* **STUDY TEXT**

Pacing back and forth on the red carpet, Kukka glared and hissed at the group of writers. "Et tu, Tom Cruise? You are dead to me! Get the [EXPLETIVE] out of here, you [EXPLETIVE]ing freak!"

"I was excited to get the call from Kukka's Agent this week," disclosed a manic Cruise. "Was I scared out of my skin to go against The Empress? Hell, yes! But Xenu told me I would be safe, as long as I used this opportunity to teach the ways of Scientology to the masses via a strongly-worded blog post I like to call, 'Memories of Being Run Over by a Martian Bishop on My Way to the Planet Nostra 23,064,000,000 Years Ago.' No intelligent person could deny these logical arguments for Scientology!"

Linking arm with arm to keep the scabs from crossing the picket line, Brad Pitt led the chants of "IF YOU WANT MULTIPLE NIPS AND MORE, QUIT TREATING KUKKA LIKE A BLOGGING WHORE!"

Vanilla Ice, anxious for an opportunity to "get his write on," tried drowning out the Empress brigade with his own chant: "ALRIGHT, STOP! COLLABORATE AND LISTEN! ICE IS BACK TO WRITE SOME FICTION!" He was quickly apprehended by police and dragged to the drunk-tank.

By the time things got really ugly, Kukka-Maria was soused in Cosmos and catnip. Picking out clumps of Brach's fur from her claws, a steaming Empress explained her frustration. "I don't know how things got to this level. If my Agent had been thinking clearly, she would have just met my strike demands from the start and we could have avoided this carnage. I make no apologies for my actions this evening. Danny Bonaduce came at me first; I was completely justified in sending him away with a mauled face."

It is unclear whether or not The Empress will take to the computer any time soon and, if she does, she will be sober enough to form complete sentences. One thing is certain: You are either FOR The Empress or AGAINST her.

* **YOUR ASSIGNMENT**
Answer these questions from the satirical piece about Kukka's strike:
1. Who led the chants on the picket line?
2. What happened to Vanilla Ice after his chant?
3. Whom does The Empress name as the one who came at her first?

* **SUPPLIED ENTRIES**
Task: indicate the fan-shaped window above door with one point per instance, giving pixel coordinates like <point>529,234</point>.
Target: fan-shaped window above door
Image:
--
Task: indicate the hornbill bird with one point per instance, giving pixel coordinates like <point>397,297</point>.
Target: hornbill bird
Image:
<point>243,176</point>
---
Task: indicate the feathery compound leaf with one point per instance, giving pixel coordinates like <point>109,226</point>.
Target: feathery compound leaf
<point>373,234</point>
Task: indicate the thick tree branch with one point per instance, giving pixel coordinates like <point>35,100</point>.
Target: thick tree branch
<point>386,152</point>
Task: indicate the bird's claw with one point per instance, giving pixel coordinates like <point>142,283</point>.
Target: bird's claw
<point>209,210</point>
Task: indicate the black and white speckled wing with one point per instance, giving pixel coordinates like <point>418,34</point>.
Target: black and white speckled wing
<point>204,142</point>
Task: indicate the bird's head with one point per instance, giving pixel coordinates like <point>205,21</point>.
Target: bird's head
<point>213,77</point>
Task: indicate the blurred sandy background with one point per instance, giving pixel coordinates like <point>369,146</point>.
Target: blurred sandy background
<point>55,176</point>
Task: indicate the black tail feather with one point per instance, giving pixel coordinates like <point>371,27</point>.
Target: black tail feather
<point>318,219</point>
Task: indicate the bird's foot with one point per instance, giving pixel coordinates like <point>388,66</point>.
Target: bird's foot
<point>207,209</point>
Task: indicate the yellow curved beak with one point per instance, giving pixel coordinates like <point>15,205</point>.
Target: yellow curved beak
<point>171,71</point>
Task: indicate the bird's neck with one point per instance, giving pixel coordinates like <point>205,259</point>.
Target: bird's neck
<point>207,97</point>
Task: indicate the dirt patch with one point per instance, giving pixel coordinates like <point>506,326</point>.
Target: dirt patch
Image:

* **SOLUTION**
1. Brad Pitt
2. Police apprehended him and dragged him to the drunk-tank.
3. Danny Bonaduce